*Objective*: Copy all of the entries below word for word, leaving out the pictures.

--- start of Given data ---

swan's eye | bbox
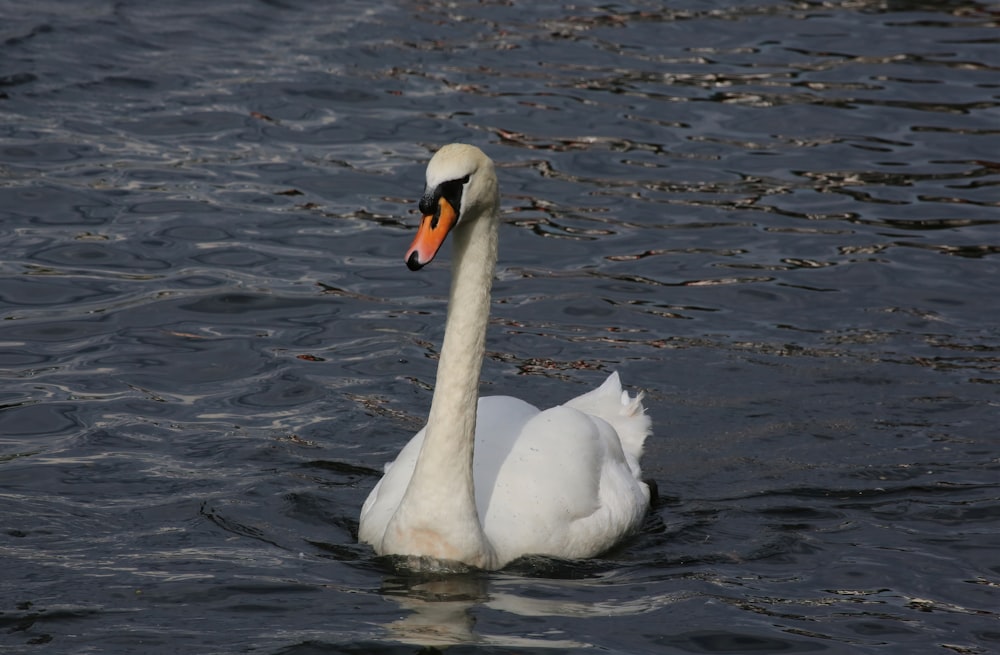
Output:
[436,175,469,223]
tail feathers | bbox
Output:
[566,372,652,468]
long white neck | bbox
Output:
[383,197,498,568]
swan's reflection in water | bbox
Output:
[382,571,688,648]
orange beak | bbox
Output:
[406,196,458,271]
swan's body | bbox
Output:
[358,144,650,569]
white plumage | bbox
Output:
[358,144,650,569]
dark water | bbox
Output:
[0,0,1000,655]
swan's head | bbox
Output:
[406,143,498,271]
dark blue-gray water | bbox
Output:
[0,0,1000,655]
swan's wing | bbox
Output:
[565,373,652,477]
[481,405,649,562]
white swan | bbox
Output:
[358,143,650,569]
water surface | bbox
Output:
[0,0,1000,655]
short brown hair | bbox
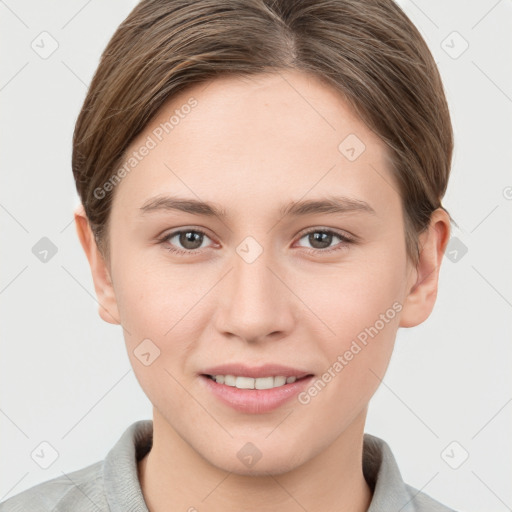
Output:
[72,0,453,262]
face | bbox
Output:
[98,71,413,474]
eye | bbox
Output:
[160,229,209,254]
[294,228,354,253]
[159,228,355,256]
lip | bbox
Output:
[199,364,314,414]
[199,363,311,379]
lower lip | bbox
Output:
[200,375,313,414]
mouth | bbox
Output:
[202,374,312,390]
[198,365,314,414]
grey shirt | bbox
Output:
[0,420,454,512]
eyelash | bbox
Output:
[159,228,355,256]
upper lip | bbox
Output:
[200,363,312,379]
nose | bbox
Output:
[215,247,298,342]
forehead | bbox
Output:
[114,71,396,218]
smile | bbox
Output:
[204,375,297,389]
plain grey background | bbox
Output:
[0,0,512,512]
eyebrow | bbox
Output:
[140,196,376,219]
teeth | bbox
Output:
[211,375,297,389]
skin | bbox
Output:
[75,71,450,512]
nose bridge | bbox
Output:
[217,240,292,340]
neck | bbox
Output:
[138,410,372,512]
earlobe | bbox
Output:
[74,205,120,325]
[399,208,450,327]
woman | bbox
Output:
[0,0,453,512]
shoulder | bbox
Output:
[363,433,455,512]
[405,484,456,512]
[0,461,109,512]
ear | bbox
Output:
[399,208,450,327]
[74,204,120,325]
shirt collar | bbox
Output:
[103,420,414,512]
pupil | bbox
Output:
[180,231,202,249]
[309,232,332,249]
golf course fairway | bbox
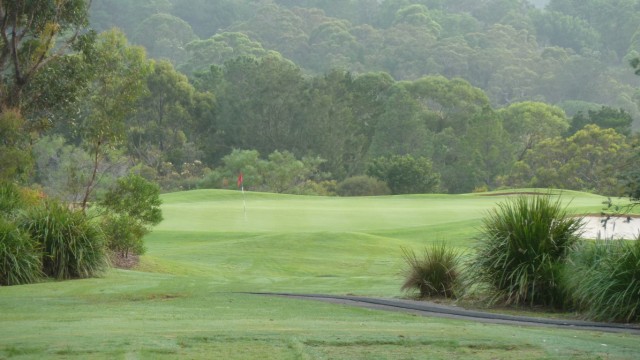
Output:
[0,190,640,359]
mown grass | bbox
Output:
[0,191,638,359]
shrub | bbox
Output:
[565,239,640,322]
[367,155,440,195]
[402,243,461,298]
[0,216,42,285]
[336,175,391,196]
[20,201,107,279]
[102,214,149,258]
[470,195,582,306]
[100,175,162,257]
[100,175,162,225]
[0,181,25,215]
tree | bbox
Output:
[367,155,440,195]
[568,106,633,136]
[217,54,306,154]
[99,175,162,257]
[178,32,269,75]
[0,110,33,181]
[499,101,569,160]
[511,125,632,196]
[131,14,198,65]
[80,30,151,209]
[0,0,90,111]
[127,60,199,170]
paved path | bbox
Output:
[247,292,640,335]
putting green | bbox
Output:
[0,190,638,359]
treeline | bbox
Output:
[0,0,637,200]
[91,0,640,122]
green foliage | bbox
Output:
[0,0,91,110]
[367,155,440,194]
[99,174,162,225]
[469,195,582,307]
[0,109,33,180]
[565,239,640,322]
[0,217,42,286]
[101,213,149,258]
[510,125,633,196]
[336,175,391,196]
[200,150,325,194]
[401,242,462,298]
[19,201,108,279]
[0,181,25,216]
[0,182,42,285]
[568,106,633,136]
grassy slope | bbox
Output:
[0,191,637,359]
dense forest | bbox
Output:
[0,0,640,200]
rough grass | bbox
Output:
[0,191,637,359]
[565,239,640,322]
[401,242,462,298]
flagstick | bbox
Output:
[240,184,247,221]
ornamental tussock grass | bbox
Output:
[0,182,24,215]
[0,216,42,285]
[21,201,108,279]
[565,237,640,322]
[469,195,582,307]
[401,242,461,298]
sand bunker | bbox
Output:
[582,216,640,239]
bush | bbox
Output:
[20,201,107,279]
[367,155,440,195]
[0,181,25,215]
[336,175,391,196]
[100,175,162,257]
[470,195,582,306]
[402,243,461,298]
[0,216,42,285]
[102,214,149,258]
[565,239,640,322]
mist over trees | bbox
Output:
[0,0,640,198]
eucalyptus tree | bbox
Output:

--- end of Given data ---

*Written solution*:
swan's eye | bbox
Output:
[436,175,469,223]
tail feathers | bbox
Output:
[566,372,652,468]
long white neck | bbox
Output:
[383,197,498,568]
swan's reflection in water | bbox
Output:
[382,571,688,648]
orange beak | bbox
Output:
[406,196,458,271]
swan's body | bbox
Output:
[358,144,650,569]
white plumage | bbox
Output:
[358,144,650,569]
dark water | bbox
Output:
[0,0,1000,655]
swan's head | bbox
Output:
[406,143,498,271]
dark blue-gray water | bbox
Output:
[0,0,1000,655]
swan's wing | bbox
Output:
[565,373,652,477]
[481,405,649,562]
white swan | bbox
Output:
[358,143,650,569]
water surface | bbox
Output:
[0,0,1000,655]
short brown hair | bbox
Output:
[72,0,453,262]
face | bbox
Output:
[98,71,413,474]
eye | bbox
Output:
[160,229,209,254]
[294,228,354,253]
[159,228,355,256]
lip | bbox
Output:
[199,364,314,414]
[199,363,311,379]
lower lip | bbox
Output:
[200,375,313,414]
mouth | bbox
Output:
[202,374,312,390]
[198,365,314,414]
grey shirt | bbox
Output:
[0,420,454,512]
eyelash | bbox
Output:
[159,228,355,256]
upper lip | bbox
Output:
[200,363,312,379]
nose | bbox
Output:
[215,247,298,342]
forehead | bbox
Output:
[114,71,396,218]
smile | bbox
Output:
[204,375,297,389]
plain grey background | bbox
Output:
[0,0,512,512]
eyebrow | bbox
Output:
[140,196,376,219]
teeth | bbox
Output:
[211,375,297,389]
skin | bbox
Output:
[75,71,450,512]
nose bridge | bbox
Output:
[217,240,292,340]
neck | bbox
Output:
[138,410,372,512]
earlobe | bbox
Output:
[74,205,120,325]
[399,208,450,327]
woman | bbox
Output:
[0,0,453,512]
shoulder | bbox
Output:
[363,433,455,512]
[405,484,456,512]
[0,461,109,512]
ear | bbox
Output:
[399,208,450,327]
[74,204,120,325]
shirt collar | bbox
Output:
[103,420,414,512]
pupil | bbox
Output:
[180,231,202,249]
[309,232,332,249]
golf course fairway | bbox
Output:
[0,190,640,359]
mown grass | bbox
Output:
[0,191,638,359]
shrub | bbox
Output:
[565,239,640,322]
[367,155,440,195]
[402,243,461,298]
[0,216,42,285]
[336,175,391,196]
[20,201,107,279]
[102,214,149,258]
[470,195,582,306]
[100,175,162,257]
[100,175,162,225]
[0,181,25,215]
tree | bbox
Output:
[367,155,440,195]
[568,106,633,136]
[217,54,306,154]
[99,175,162,257]
[178,32,269,75]
[0,110,33,181]
[499,101,569,160]
[511,125,632,196]
[131,14,198,65]
[80,30,151,209]
[0,0,90,111]
[127,60,199,170]
paved path | bbox
Output:
[247,292,640,335]
putting green | bbox
Output:
[0,190,638,359]
treeline | bbox
Output:
[0,0,637,200]
[91,0,640,122]
green foliage | bbox
Output:
[0,0,91,110]
[367,155,440,194]
[99,174,162,225]
[469,195,582,307]
[0,109,33,180]
[565,239,640,322]
[0,217,42,286]
[101,213,149,258]
[510,125,633,196]
[336,175,391,196]
[200,150,325,194]
[401,242,462,298]
[19,201,108,279]
[0,181,25,216]
[0,182,42,285]
[568,106,633,136]
grassy slope | bbox
Output:
[0,191,637,359]
dense forest | bbox
Output:
[0,0,640,200]
rough grass | bbox
Output:
[0,191,637,359]
[565,239,640,322]
[401,242,462,298]
flagstick | bbox
Output:
[240,184,247,221]
ornamental tussock grass | bbox
Output:
[0,182,24,215]
[0,216,42,285]
[21,201,108,279]
[565,237,640,322]
[469,195,582,307]
[401,242,461,298]
sand bunker | bbox
Output:
[582,216,640,239]
bush | bbox
Output:
[20,201,107,279]
[367,155,440,195]
[0,181,25,215]
[336,175,391,196]
[100,175,162,257]
[470,195,582,306]
[402,243,461,298]
[0,216,42,285]
[102,214,149,258]
[565,239,640,322]
mist over trees | bbox
Output:
[0,0,640,198]
eucalyptus tree | bbox
Output:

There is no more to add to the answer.